Input data below:
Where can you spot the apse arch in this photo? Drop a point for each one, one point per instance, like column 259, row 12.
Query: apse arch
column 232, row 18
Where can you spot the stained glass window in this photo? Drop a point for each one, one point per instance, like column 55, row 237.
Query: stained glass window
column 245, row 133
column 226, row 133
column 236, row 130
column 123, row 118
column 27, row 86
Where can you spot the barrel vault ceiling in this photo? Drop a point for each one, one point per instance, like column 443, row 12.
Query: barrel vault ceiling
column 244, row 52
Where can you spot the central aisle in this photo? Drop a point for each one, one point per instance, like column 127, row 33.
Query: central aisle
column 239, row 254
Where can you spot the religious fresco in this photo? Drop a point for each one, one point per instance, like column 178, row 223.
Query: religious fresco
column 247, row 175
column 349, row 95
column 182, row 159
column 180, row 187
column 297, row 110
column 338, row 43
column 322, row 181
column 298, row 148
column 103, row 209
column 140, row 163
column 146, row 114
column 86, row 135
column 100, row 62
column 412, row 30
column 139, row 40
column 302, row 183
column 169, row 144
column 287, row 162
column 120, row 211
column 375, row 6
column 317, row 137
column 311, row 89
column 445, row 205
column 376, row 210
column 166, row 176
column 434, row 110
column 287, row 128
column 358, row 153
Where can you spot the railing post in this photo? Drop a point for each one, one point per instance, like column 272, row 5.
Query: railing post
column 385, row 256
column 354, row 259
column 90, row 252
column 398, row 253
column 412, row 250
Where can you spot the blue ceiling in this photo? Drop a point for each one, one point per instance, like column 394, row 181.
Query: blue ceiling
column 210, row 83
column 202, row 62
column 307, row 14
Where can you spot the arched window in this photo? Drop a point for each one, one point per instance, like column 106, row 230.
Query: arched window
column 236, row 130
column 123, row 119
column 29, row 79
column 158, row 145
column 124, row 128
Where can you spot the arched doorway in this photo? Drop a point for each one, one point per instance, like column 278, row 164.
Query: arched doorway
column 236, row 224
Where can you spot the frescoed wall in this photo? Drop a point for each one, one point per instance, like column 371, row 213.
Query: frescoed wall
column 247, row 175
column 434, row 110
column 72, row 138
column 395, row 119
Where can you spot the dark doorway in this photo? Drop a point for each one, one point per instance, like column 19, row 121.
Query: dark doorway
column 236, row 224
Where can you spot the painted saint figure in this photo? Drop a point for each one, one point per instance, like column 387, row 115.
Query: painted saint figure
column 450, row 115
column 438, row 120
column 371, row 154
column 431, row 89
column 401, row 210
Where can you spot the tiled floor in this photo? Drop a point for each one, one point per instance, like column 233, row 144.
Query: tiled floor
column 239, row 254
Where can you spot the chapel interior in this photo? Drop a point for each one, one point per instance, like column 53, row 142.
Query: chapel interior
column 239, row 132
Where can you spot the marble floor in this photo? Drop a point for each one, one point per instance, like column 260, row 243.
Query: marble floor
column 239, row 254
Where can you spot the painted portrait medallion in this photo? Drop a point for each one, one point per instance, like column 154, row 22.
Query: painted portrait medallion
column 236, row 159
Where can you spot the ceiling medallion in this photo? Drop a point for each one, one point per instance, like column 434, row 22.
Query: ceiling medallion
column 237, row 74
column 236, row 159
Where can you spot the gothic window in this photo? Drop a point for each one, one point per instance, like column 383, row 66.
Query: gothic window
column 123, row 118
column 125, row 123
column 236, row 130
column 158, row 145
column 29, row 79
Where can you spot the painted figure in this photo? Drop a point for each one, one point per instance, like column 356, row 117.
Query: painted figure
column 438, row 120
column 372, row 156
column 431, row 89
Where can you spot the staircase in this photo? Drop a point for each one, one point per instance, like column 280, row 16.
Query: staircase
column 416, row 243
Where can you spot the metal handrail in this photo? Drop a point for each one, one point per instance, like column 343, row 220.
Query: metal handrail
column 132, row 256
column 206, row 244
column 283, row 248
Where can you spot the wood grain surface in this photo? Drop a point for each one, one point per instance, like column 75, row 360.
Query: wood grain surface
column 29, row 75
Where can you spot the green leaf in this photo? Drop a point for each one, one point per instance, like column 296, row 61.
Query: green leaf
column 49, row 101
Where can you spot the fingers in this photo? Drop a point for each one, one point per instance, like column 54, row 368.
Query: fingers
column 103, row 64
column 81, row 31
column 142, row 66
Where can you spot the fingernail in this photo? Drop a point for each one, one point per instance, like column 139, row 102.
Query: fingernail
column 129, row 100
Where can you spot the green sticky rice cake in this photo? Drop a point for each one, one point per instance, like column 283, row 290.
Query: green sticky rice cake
End of Input data.
The problem: Now copy each line of the entries that mentions "rice".

Result:
Where can you spot the green sticky rice cake in this photo? Drop a point for each one, one point per instance, like column 283, row 290.
Query: green sticky rice cake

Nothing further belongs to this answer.